### WHAT THE TASK ASKS
Locate each line below that contains the word "girl" and copy every such line in full.

── DATASET RECORDS

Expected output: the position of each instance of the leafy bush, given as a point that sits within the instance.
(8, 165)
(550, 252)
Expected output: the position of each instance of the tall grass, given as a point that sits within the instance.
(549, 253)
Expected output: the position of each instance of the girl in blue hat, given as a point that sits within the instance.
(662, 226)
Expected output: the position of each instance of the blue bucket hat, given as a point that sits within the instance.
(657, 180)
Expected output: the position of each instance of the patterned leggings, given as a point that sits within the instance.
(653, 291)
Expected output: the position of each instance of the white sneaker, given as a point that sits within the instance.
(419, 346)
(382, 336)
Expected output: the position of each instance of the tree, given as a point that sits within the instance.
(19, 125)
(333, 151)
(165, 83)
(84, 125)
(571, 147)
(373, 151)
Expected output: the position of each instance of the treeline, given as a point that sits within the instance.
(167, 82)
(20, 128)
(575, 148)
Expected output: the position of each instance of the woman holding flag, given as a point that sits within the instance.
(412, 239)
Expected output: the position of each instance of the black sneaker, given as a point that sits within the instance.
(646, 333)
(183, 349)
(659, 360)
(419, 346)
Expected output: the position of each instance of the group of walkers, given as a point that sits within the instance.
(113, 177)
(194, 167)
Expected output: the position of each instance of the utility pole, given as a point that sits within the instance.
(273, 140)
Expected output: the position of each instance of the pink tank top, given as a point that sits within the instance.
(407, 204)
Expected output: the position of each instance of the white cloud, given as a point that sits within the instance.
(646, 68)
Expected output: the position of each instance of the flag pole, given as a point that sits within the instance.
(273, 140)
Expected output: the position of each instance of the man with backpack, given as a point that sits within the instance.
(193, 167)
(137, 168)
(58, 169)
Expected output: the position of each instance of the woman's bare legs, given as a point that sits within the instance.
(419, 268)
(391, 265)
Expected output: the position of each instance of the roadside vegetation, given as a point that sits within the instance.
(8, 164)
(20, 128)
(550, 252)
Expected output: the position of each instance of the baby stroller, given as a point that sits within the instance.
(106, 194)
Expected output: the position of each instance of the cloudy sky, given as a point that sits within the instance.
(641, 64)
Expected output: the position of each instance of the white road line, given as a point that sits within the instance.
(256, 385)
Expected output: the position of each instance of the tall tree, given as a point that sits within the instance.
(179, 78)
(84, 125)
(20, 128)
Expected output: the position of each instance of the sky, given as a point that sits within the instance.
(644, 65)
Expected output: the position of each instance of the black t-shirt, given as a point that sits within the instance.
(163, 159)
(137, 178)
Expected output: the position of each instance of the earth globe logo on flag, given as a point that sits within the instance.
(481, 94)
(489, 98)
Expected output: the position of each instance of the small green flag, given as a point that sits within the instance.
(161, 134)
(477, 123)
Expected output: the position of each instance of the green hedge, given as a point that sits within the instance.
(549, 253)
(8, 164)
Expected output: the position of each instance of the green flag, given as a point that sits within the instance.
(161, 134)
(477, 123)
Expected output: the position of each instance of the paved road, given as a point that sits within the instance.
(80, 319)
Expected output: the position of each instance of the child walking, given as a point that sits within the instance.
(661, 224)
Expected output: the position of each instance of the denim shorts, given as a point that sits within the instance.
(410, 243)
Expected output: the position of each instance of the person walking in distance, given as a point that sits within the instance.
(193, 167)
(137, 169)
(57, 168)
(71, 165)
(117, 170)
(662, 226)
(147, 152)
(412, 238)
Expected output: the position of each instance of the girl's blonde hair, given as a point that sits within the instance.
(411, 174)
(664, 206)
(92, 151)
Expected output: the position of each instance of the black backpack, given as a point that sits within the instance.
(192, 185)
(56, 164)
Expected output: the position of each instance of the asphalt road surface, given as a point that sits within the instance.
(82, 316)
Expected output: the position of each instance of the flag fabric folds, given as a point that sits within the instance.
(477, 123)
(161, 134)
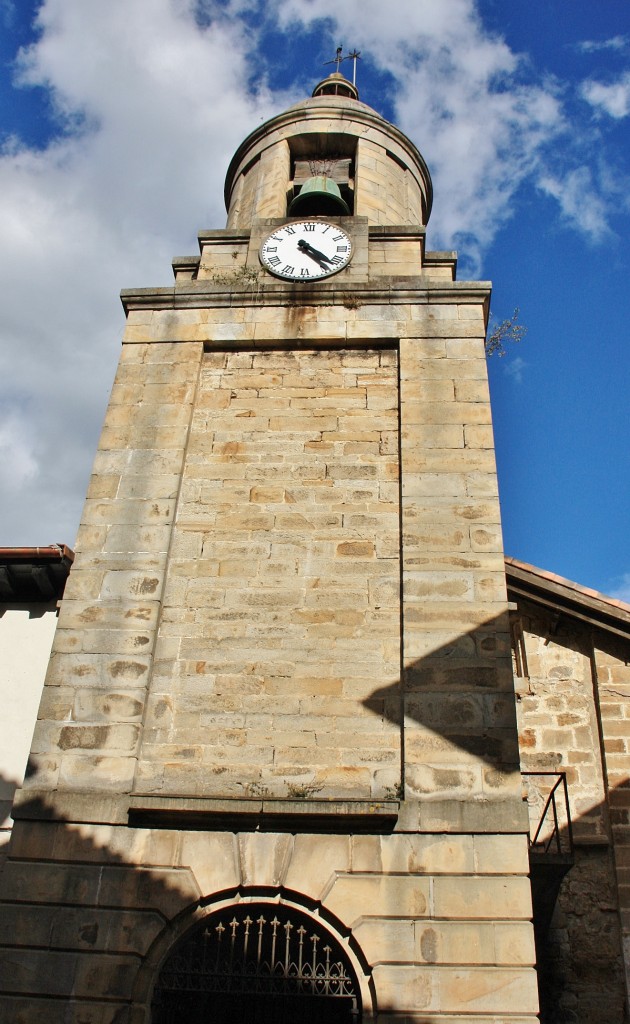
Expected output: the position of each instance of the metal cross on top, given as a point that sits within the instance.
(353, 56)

────
── DATASET RECORDS

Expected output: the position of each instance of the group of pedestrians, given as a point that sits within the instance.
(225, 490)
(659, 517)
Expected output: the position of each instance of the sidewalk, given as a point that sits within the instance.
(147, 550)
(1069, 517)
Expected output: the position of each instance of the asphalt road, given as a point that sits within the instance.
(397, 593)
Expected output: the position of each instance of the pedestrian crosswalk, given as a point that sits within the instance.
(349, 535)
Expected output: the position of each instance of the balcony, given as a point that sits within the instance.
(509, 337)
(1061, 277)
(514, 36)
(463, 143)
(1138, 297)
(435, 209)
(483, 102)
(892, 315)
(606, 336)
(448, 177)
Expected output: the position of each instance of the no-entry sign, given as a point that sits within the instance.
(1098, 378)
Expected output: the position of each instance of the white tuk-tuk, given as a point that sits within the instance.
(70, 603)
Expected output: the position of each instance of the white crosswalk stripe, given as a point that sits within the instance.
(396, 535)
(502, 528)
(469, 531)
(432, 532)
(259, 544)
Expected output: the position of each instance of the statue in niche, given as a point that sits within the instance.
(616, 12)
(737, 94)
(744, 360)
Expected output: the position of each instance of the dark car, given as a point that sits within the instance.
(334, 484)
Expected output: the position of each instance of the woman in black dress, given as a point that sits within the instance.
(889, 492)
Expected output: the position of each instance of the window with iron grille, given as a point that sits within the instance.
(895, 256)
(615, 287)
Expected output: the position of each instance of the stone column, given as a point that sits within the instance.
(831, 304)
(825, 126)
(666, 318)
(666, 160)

────

### FINAL RESULT
Expected output: the position of each instance of the girl in blue hat, given as a point that sits within the instance.
Expected output: the position of each instance of the girl's blonde hair, given as a point that sits within the instance.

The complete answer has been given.